Do this ->
Your task is to output the data exactly as it stands.

Available records ->
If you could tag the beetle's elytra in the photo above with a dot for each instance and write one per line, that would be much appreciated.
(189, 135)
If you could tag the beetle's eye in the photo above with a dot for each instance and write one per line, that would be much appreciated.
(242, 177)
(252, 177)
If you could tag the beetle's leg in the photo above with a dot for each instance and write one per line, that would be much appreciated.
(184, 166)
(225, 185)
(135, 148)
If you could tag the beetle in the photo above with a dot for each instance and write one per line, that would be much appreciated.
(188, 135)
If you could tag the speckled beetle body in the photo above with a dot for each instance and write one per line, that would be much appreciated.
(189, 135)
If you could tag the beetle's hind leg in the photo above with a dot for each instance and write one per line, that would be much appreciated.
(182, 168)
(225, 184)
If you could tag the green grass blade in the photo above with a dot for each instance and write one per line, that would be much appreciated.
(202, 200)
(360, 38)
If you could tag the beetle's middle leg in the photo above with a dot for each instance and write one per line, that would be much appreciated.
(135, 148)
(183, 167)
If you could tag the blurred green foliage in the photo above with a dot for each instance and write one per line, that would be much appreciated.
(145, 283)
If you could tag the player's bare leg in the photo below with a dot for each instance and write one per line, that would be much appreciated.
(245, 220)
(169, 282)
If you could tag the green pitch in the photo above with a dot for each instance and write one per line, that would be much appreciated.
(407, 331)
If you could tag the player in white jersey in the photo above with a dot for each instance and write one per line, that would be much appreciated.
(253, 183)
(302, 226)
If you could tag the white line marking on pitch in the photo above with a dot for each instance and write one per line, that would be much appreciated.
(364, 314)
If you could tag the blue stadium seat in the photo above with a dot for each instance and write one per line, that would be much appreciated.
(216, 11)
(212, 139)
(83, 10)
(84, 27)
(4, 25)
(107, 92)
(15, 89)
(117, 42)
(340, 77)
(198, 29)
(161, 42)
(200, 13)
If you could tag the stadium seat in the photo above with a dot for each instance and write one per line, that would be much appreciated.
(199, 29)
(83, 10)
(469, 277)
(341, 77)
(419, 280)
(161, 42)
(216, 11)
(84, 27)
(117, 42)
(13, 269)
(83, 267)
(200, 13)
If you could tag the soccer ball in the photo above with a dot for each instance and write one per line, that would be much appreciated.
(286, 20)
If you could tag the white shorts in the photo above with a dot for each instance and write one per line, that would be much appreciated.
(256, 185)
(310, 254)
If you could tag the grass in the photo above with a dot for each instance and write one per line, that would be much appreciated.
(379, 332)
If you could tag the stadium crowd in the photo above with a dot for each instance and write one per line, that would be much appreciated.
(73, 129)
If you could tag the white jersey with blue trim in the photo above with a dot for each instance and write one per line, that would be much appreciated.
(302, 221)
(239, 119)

Finished exercise ->
If you could tag the beetle's elytra in the photo above with a dot for each instance and write one per line, that would be much appreciated.
(189, 135)
If you could tag the beetle's eye in the photo above with a dot for each instance and write one per line, that would be much appreciated.
(242, 177)
(252, 177)
If you could tag the beetle's leg in the photo above with a dot for each instance and write one per line, that would be much appreciated.
(184, 166)
(225, 185)
(135, 148)
If you could tag the beetle in the photo above with a dot for each instance and write one per line, that would be much appreciated.
(188, 135)
If you could tag the speckled beetle body in the photo above with a dot for each instance and write one per line, that would be much appreciated.
(189, 135)
If you could tag the beetle's hind leg in the photo above with a dot for each instance and write one per line, that would be much appreciated.
(182, 168)
(225, 184)
If you could tag the green grass blade in the photo above with a dot for each instance and write one per line, that would be much appreciated.
(202, 200)
(360, 38)
If you could tag the beetle's middle leg in the photo above with a dot for each instance and write one per line, that would be much appreciated.
(135, 148)
(183, 167)
If you could tag the blurred green foliage in the photo above with a dot for each instance and write one per line, that would be much appreciated.
(145, 283)
If you could tag the player's bare leg in the photo below with a dot for each instance and write one per line, that would be much appreciated.
(245, 220)
(169, 282)
If you could tag the green pitch in the photo above with a dot for each instance and write one per line, that would be much appreciated.
(407, 331)
If you could tag the player in white jersey in the photo above with a dot for each instance and write one per line, that would be much appreciated.
(253, 183)
(302, 226)
If you could tag the white line marking on pitch in the photo above with a dot for each instance and write one per line, that would be much appreciated.
(364, 314)
If you could tag the blue stadium seat in the photo above with a dot for each instance and write one per line, that would be much appreciated.
(216, 11)
(212, 139)
(83, 10)
(84, 27)
(4, 25)
(107, 92)
(15, 89)
(117, 42)
(340, 77)
(198, 29)
(161, 42)
(200, 13)
If you could tag the stadium seat in the photo above with a dot for each instance and write one per line, that would be much appreciated.
(199, 29)
(83, 10)
(469, 277)
(341, 77)
(419, 280)
(161, 42)
(216, 11)
(84, 27)
(117, 42)
(13, 269)
(83, 267)
(200, 13)
If you could tag the soccer ball in the photo above with a dot for each instance and write one per line, that would be much appreciated.
(286, 20)
If you could tag the white shorts in the photo above with a dot for each instance and write one per line, that would be much appreciated.
(256, 185)
(310, 254)
If you could tag the grass in the photo above with a dot for each instance and write one per line, that would be much appreciated.
(379, 332)
If you could tag the stadium crowd in the photo above with a dot for each instance and write one per line, that would be much appreciated.
(73, 129)
If you could tag the white jersey with blue trim in the photo above with a dot for each instance and write one per line, that would be much appreciated.
(302, 221)
(239, 119)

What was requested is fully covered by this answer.